▶ [Brano di lettura]

------

Meglio inserire anche una protezione dai cortocircuiti. Per farlo occorre un altro transistor PNP Q2 uguale a quello già usato ed una resistenza a filo R2 in grado di supportare la corrente massima. La resistenza andrà calcolata con :
R2=0,7/Imax (verrà fuori un valore molto basso)
R2 può anche essere del tipo autocostruito, avvolta magari su un materiale isolante che resiste ad alte temperature...vetro, ceramica, pietra ecc....
Alla fine, verso l'uscita si inserisce un condensatore di livellamento C2 del valore 10 volte inferiore a quello usato subito dopo il ponte radrizzatore:
Cout=Cin/10  o C2=C1/10 con tensione nominale almeno doppia rispetto al valore di tensione progettato. 
Può essere cosa utile inserire un paio di led (ingresso ed uscita) per monitorare la presenza o meno della tensione necessaria, un interruttore principale ed un fusibile in ingresso. Per il calcolo della resistenza di caduta del led rimando ai tantissimi calcolatori on-line. 
OK. Montaggio su 1000fori, collaudo e tutto dovrebbe funzionare a meraviglia, ricordando di montare regolatore e transistor su un aletta di raffreddamento di dimensioni generose (quelle dei PentiumII intel sono ottime e si può tenere anche la ventolina per migliorare la dissipazione). 
Ora, pian piano, con moooolta calma e flemma dato che non ho nessun padrone aguzzino che mi frusta, passo alla realizzazione, dopo aver messo assieme i componenti che mi servono, adattando il tutto in base a quello che trovo.  Posso recuperare tiutti i componenti, compresa la presa VDE 220V, l'interruttore da pannello, i led, il dissipatore in alluminio...se tutto va bene posso recuperare anche un case ventilato...vedremo. Alla prossima.

P.S. Oreste chiama la pioggia e le nuvole arrivano da Est. Ripeto:Oreste chiama la pioggia e le nuvole arrivano da Est.

giovedì 29 luglio 2010

Riparazione alimentatore Fonera (parte 2)

------

▶ [Insieme di dati]
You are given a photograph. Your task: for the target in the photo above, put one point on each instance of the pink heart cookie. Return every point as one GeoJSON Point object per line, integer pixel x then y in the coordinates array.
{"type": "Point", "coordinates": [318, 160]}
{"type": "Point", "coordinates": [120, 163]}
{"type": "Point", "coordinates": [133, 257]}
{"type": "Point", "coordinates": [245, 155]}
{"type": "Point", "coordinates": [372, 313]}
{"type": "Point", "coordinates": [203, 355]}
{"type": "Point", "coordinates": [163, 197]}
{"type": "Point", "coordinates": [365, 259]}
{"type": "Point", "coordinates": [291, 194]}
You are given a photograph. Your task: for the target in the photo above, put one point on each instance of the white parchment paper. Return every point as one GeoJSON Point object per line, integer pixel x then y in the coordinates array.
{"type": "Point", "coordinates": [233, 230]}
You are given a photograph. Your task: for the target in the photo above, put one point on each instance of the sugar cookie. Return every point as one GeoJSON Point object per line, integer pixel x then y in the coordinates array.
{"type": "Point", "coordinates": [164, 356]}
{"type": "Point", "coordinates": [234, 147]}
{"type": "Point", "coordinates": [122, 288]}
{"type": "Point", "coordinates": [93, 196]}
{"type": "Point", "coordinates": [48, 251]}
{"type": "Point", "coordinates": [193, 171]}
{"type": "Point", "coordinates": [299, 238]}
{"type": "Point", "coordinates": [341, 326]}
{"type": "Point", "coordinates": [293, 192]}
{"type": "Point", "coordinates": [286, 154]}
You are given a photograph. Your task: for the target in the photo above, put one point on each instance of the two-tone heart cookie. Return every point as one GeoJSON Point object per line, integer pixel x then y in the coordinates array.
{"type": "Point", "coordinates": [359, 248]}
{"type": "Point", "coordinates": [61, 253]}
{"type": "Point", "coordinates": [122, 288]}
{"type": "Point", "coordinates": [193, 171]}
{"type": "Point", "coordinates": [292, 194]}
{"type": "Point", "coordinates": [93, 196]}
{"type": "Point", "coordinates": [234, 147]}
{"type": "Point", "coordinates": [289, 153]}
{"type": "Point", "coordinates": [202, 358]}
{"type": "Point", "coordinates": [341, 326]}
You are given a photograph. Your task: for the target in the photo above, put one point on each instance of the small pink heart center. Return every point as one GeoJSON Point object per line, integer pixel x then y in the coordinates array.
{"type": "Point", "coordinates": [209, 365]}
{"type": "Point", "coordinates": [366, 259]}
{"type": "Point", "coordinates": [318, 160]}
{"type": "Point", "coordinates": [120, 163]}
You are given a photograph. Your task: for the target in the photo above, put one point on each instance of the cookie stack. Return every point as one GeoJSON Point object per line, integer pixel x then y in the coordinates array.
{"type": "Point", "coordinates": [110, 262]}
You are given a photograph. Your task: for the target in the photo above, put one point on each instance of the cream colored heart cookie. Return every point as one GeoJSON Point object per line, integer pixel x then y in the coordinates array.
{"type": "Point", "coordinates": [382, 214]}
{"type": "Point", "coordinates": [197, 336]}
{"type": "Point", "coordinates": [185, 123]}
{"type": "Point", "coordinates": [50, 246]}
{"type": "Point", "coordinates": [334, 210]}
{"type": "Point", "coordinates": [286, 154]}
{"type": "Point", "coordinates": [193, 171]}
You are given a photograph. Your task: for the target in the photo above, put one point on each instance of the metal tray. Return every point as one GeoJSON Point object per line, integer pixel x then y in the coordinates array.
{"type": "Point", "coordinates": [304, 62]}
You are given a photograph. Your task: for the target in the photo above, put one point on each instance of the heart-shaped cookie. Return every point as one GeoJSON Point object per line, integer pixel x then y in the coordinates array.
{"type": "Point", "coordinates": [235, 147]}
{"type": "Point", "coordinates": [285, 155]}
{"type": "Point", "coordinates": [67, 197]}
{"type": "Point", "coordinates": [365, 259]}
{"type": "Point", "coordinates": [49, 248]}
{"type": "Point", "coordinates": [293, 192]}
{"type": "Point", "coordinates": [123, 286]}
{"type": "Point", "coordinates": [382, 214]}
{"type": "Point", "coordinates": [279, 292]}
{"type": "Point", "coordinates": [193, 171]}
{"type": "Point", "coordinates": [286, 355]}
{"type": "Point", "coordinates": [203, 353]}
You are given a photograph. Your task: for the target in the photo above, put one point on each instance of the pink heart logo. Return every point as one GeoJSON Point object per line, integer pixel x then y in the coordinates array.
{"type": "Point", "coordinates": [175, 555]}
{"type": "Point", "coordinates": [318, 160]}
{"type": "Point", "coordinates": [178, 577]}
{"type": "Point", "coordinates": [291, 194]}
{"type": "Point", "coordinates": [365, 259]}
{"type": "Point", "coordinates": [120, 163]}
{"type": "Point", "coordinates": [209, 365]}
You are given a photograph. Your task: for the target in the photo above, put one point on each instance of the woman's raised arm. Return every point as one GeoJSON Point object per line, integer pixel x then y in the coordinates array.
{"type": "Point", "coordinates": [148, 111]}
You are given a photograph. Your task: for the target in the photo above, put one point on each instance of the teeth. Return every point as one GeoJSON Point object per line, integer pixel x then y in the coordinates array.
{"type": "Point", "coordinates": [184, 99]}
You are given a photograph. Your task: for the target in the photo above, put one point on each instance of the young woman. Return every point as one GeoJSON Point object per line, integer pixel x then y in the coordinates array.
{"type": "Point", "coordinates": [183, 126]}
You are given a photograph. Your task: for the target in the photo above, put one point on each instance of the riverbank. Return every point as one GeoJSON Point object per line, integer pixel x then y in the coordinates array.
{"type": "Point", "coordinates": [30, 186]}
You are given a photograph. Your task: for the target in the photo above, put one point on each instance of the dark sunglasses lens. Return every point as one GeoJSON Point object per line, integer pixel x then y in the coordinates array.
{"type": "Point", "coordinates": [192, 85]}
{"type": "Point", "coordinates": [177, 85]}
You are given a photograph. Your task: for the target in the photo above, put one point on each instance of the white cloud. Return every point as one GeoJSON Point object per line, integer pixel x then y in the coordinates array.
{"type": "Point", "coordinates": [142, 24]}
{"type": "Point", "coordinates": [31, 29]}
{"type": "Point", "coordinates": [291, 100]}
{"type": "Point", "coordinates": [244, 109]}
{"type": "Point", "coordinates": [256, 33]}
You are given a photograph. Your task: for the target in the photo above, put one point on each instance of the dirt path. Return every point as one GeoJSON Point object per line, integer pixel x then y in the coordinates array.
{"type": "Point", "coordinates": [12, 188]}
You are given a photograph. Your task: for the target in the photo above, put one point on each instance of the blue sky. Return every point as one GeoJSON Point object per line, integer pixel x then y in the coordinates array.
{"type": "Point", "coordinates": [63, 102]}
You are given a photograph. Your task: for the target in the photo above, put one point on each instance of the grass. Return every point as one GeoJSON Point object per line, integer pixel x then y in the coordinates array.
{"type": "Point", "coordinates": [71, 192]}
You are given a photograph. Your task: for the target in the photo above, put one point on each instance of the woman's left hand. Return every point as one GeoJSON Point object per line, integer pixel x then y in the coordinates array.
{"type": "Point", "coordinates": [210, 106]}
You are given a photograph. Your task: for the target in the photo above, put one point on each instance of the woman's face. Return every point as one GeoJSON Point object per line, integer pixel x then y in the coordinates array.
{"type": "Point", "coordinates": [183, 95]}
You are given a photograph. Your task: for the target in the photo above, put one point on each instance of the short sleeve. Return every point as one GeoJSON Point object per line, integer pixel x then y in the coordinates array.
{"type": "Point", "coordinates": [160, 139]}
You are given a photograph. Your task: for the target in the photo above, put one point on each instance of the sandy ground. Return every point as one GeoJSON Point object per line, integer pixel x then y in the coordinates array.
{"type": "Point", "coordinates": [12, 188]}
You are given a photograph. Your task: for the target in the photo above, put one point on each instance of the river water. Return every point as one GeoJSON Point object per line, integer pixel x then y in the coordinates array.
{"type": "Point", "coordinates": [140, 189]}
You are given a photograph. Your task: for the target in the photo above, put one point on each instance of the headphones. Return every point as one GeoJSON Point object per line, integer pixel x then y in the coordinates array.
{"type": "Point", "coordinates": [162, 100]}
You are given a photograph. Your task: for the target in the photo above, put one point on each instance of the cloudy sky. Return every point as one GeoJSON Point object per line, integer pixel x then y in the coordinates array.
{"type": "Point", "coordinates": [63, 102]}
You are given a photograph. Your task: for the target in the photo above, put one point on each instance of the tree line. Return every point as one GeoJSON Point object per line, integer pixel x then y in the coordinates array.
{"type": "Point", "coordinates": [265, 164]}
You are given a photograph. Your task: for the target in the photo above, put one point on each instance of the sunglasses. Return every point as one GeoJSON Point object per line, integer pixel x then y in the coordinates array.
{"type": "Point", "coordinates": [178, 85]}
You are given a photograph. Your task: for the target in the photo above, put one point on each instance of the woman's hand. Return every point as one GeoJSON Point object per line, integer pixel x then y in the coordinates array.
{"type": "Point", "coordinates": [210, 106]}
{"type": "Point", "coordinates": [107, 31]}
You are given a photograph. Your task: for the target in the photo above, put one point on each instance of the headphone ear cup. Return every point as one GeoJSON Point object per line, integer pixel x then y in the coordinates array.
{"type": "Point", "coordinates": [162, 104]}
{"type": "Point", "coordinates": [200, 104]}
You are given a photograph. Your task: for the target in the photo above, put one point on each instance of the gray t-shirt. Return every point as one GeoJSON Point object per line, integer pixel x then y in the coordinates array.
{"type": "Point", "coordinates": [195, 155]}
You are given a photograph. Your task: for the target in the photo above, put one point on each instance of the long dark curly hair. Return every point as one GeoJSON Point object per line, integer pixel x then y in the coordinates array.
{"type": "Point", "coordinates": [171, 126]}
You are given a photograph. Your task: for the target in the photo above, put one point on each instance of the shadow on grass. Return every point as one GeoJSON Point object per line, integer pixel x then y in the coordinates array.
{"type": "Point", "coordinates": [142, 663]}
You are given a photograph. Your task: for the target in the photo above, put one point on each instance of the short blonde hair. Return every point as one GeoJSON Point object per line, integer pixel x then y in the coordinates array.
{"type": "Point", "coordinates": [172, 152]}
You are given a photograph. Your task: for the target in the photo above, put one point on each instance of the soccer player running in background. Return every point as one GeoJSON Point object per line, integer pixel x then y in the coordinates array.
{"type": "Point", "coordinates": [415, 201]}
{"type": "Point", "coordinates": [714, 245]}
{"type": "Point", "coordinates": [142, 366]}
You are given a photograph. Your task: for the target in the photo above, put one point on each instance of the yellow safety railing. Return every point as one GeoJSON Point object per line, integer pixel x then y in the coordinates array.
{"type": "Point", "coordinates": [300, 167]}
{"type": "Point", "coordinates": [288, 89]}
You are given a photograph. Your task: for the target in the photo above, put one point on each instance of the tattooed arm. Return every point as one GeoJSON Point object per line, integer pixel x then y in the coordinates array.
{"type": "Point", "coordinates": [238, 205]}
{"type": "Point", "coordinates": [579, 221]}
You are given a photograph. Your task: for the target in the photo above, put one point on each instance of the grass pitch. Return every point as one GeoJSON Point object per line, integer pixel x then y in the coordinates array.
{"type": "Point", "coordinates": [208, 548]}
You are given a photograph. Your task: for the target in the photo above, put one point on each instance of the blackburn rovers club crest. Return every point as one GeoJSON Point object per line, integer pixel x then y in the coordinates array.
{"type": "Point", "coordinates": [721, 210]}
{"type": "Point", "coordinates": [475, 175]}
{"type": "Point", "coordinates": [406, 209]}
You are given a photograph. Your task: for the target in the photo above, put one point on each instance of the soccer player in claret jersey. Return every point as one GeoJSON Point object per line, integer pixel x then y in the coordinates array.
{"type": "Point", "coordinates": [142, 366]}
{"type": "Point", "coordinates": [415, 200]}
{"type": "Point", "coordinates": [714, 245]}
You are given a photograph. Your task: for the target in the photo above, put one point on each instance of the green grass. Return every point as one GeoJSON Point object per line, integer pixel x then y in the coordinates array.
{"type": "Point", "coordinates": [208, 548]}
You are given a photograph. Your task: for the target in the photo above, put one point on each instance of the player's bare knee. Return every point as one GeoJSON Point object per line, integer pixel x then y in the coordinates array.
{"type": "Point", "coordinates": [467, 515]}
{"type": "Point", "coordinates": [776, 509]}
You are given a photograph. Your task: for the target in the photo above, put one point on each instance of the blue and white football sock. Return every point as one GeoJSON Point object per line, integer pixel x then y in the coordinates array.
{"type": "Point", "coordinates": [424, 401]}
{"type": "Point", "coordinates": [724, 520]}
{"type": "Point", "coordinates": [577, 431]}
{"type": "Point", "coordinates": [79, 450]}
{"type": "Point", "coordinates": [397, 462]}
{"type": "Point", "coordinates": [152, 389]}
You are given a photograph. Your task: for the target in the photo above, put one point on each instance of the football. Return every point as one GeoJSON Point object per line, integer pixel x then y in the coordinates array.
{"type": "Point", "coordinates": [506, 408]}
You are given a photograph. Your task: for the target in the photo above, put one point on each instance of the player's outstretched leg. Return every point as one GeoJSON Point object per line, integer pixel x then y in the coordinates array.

------

▶ [Esercizio] Trascrivi senza modifiche il passo del brano sull'alimentatore che parte dalle parole "Alla fine, verso" e termina dopo "di tensione progettato.".

▶ [Soluzione]
Alla fine, verso l'uscita si inserisce un condensatore di livellamento C2 del valore 10 volte inferiore a quello usato subito dopo il ponte radrizzatore:
Cout=Cin/10  o C2=C1/10 con tensione nominale almeno doppia rispetto al valore di tensione progettato.